#### EXERCISE MATERIAL
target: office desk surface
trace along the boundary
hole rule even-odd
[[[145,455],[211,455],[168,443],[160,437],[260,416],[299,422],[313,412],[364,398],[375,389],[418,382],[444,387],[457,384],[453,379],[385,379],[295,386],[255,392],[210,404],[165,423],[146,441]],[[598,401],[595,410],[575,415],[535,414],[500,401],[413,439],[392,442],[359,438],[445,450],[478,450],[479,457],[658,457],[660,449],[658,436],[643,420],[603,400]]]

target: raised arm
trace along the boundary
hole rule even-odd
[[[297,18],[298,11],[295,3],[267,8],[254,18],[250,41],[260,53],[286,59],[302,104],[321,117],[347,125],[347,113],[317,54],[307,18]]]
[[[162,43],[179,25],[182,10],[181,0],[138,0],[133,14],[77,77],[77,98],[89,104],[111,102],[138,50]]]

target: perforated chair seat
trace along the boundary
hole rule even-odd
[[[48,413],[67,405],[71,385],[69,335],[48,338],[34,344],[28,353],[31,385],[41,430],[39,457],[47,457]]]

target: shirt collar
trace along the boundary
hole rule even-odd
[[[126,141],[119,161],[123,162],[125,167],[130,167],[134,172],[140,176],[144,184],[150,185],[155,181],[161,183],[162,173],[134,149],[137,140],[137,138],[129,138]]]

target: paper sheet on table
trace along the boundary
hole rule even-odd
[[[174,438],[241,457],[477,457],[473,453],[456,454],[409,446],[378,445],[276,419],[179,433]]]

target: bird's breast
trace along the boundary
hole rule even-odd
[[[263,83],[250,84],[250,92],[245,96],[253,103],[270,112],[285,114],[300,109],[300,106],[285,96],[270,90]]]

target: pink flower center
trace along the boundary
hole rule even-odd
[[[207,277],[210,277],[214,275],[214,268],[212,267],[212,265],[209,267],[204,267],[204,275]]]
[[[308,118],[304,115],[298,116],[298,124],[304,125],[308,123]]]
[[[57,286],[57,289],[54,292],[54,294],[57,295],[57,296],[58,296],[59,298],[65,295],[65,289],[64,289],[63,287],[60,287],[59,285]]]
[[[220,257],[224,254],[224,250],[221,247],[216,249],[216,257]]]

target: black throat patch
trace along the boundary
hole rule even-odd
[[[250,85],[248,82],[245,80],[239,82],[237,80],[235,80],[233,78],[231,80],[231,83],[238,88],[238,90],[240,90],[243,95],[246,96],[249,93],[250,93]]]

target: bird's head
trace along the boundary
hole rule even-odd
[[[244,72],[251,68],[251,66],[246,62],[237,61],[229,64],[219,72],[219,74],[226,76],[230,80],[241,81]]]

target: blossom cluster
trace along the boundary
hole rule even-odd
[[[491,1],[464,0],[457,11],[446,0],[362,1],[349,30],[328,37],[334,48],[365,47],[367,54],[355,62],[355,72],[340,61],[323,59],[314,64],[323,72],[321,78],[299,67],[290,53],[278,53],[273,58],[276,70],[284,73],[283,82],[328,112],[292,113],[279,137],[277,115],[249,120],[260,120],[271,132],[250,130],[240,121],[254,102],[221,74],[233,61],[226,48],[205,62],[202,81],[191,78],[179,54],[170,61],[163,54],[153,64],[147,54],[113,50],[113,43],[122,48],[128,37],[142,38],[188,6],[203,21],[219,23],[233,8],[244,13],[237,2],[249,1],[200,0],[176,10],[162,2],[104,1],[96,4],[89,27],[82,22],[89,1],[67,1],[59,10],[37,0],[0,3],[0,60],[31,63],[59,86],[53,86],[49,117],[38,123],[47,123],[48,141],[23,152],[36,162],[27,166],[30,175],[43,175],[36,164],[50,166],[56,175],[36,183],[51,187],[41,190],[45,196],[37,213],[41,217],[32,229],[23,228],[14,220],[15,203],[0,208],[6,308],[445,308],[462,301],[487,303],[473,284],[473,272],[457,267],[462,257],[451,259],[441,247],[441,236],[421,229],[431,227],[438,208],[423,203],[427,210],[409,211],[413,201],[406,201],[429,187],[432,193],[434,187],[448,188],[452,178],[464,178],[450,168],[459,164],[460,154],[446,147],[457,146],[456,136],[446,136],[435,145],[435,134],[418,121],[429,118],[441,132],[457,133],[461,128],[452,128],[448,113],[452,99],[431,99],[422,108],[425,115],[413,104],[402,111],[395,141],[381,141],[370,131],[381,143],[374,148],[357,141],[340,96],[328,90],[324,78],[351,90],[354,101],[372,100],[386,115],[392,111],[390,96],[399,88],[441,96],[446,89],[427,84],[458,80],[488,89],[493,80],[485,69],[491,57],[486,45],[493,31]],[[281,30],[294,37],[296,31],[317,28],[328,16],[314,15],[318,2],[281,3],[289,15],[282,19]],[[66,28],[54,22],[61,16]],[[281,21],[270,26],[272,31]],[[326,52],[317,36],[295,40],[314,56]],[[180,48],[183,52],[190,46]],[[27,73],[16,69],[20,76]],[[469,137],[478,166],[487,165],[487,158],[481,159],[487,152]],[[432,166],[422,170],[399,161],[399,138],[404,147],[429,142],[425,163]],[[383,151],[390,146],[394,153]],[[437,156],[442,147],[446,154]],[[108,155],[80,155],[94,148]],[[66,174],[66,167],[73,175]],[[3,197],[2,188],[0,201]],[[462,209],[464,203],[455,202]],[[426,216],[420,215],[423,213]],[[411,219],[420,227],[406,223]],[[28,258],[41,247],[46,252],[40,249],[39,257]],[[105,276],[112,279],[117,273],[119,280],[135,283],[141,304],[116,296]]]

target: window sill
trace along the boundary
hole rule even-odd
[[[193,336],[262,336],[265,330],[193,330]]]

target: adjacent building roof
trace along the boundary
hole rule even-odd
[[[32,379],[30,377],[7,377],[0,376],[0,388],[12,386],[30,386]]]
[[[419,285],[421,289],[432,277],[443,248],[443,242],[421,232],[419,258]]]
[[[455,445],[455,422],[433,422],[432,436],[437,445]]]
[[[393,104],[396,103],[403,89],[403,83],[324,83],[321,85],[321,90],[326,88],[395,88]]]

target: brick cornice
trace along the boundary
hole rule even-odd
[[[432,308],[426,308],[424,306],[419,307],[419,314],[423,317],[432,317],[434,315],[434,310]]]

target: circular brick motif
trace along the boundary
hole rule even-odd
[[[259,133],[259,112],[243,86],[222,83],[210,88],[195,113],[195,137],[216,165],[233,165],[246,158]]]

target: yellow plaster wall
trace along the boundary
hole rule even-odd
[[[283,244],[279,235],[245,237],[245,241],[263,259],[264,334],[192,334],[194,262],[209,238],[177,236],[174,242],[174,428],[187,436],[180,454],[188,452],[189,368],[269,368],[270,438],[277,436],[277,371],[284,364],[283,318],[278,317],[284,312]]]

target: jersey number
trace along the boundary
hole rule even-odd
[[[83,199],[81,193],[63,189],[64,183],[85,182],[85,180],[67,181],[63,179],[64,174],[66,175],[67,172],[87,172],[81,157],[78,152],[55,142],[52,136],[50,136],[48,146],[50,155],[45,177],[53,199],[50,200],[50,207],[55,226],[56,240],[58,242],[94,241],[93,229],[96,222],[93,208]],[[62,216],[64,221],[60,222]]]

#### DIRECTIONS
Reproduce the full set of records precisely.

#### EXPECTED ANSWER
target: office desk surface
trace along the boundary
hole rule even-odd
[[[145,455],[211,455],[168,443],[160,437],[260,416],[299,422],[313,412],[364,398],[375,389],[418,382],[444,387],[457,384],[453,379],[385,379],[295,386],[255,392],[210,404],[165,423],[146,441]],[[598,401],[595,410],[575,415],[535,414],[500,401],[413,439],[392,442],[359,438],[445,450],[478,450],[479,457],[658,457],[660,449],[658,436],[643,420],[603,400]]]

target: raised arm
trace along the boundary
hole rule even-odd
[[[297,18],[298,11],[295,3],[267,8],[254,18],[250,41],[260,53],[286,59],[302,104],[321,117],[347,125],[347,113],[317,54],[307,18]]]
[[[162,43],[179,25],[182,10],[181,0],[138,0],[133,14],[77,77],[77,98],[89,104],[111,102],[138,50]]]

target: perforated chair seat
trace along the boundary
hole rule even-odd
[[[48,413],[67,405],[71,385],[69,335],[48,338],[34,344],[28,353],[31,385],[41,430],[39,457],[47,457]]]

target: shirt collar
trace along the boundary
hole rule even-odd
[[[126,141],[119,161],[123,162],[125,167],[130,167],[134,172],[140,176],[144,184],[150,185],[155,181],[161,183],[162,173],[134,149],[137,140],[137,138],[129,138]]]

target: paper sheet on table
trace along the boundary
hole rule even-odd
[[[174,438],[241,457],[477,457],[473,453],[456,454],[409,446],[378,445],[276,419],[179,433]]]

target: bird's breast
trace along the boundary
hole rule even-odd
[[[263,83],[250,84],[250,92],[245,96],[253,103],[270,112],[285,114],[300,109],[300,106],[285,96],[270,90]]]

target: pink flower center
trace along the boundary
hole rule even-odd
[[[207,277],[210,277],[214,275],[214,268],[212,267],[212,265],[209,267],[204,267],[204,275]]]
[[[308,118],[304,115],[298,116],[298,124],[304,125],[308,123]]]
[[[57,286],[57,289],[54,292],[54,294],[57,295],[57,296],[58,296],[59,298],[65,295],[65,289],[64,289],[63,287],[60,287],[59,285]]]
[[[220,257],[224,254],[224,250],[221,247],[216,249],[216,257]]]

target: black throat patch
trace along the boundary
hole rule even-odd
[[[250,85],[248,82],[245,80],[239,82],[237,80],[235,80],[233,78],[231,80],[231,83],[238,88],[238,90],[240,90],[243,95],[246,96],[249,93],[250,93]]]

target: bird's head
trace along the boundary
hole rule even-odd
[[[244,72],[251,68],[251,66],[246,62],[237,61],[229,64],[219,72],[219,74],[226,76],[230,80],[241,81]]]

target: blossom cluster
trace along the boundary
hole rule even-odd
[[[491,1],[464,0],[457,11],[446,0],[362,1],[349,30],[328,37],[334,48],[365,47],[367,54],[355,62],[355,72],[340,61],[323,59],[314,64],[323,72],[321,78],[299,67],[290,53],[278,53],[273,58],[276,70],[284,73],[283,82],[328,112],[292,113],[279,137],[277,115],[249,120],[260,120],[271,132],[250,130],[240,121],[254,102],[221,74],[233,61],[226,48],[205,62],[202,81],[191,78],[179,54],[170,61],[163,54],[153,64],[147,54],[113,50],[113,43],[122,48],[128,37],[142,38],[188,6],[203,21],[219,23],[233,8],[244,13],[237,2],[249,1],[200,0],[176,10],[162,2],[104,1],[96,4],[89,27],[82,22],[89,1],[67,1],[59,10],[37,0],[0,3],[0,60],[31,63],[59,86],[53,86],[49,117],[38,123],[47,123],[48,141],[23,152],[36,162],[27,166],[30,175],[43,175],[36,164],[50,166],[56,175],[36,183],[51,187],[41,190],[45,196],[37,213],[41,217],[32,229],[23,228],[14,220],[15,203],[0,208],[6,308],[445,308],[462,301],[487,303],[473,284],[473,272],[457,267],[462,257],[451,259],[441,247],[441,236],[421,229],[431,227],[438,208],[423,203],[427,210],[409,211],[413,201],[406,201],[429,187],[432,193],[434,187],[448,188],[452,178],[464,178],[450,168],[459,164],[460,154],[446,147],[457,146],[456,136],[446,136],[435,145],[435,134],[418,121],[429,118],[441,132],[457,133],[461,128],[452,128],[448,113],[452,99],[431,99],[422,108],[425,115],[413,104],[402,111],[395,141],[381,141],[370,131],[381,143],[374,148],[357,141],[340,96],[328,90],[324,78],[351,90],[354,101],[372,100],[386,115],[392,111],[390,96],[399,88],[441,96],[446,89],[427,84],[458,80],[488,89],[493,80],[485,69],[491,57],[486,45],[493,31]],[[281,30],[294,37],[296,31],[317,28],[328,16],[314,15],[318,2],[281,3],[289,15],[282,19]],[[66,28],[54,22],[61,16]],[[281,21],[270,26],[272,31]],[[326,52],[317,36],[295,40],[314,56]],[[180,48],[183,52],[190,46]],[[27,73],[16,69],[20,76]],[[469,137],[478,166],[487,165],[487,158],[481,159],[487,152]],[[432,166],[422,170],[399,161],[399,138],[404,147],[429,142],[425,163]],[[383,151],[390,146],[394,153]],[[437,156],[442,147],[446,154]],[[108,155],[80,155],[94,148]],[[66,174],[66,167],[73,175]],[[3,197],[2,188],[0,201]],[[462,209],[464,203],[455,202]],[[426,216],[420,215],[423,213]],[[411,219],[420,227],[406,223]],[[28,258],[41,247],[46,252],[40,249],[39,257]],[[105,276],[112,279],[117,273],[119,280],[135,283],[141,304],[116,296]]]

target: window sill
trace along the boundary
hole rule even-odd
[[[193,336],[262,336],[265,330],[193,330]]]

target: adjacent building roof
trace along the boundary
hole rule even-odd
[[[32,379],[30,377],[7,377],[0,376],[0,388],[12,386],[30,386]]]
[[[419,285],[421,289],[432,277],[443,248],[443,242],[421,232],[419,258]]]
[[[455,445],[455,422],[433,422],[432,436],[437,445]]]
[[[393,104],[396,103],[403,89],[403,83],[324,83],[321,85],[321,90],[326,88],[395,88]]]

target: brick cornice
trace along the boundary
hole rule even-odd
[[[432,308],[426,308],[424,306],[419,307],[419,314],[423,317],[432,317],[434,315],[434,310]]]

target: circular brick motif
trace along the boundary
hole rule even-odd
[[[259,133],[259,112],[243,86],[222,83],[210,88],[195,113],[195,137],[216,165],[233,165],[246,158]]]

target: yellow plaster wall
trace along the boundary
hole rule even-odd
[[[283,244],[279,235],[245,237],[245,241],[263,259],[264,334],[192,334],[194,262],[209,238],[177,236],[174,242],[174,428],[187,436],[180,454],[188,452],[189,368],[269,368],[270,438],[277,436],[277,371],[284,364],[283,318],[278,317],[284,312]]]

target: jersey number
trace along the boundary
hole rule even-odd
[[[83,199],[81,193],[63,189],[64,183],[85,182],[85,180],[67,181],[63,179],[64,174],[66,175],[67,172],[87,172],[81,157],[78,152],[55,142],[52,136],[50,136],[48,146],[50,155],[45,177],[53,199],[50,200],[50,207],[55,226],[56,240],[58,242],[94,241],[93,229],[96,222],[93,208]],[[62,216],[64,221],[60,222]]]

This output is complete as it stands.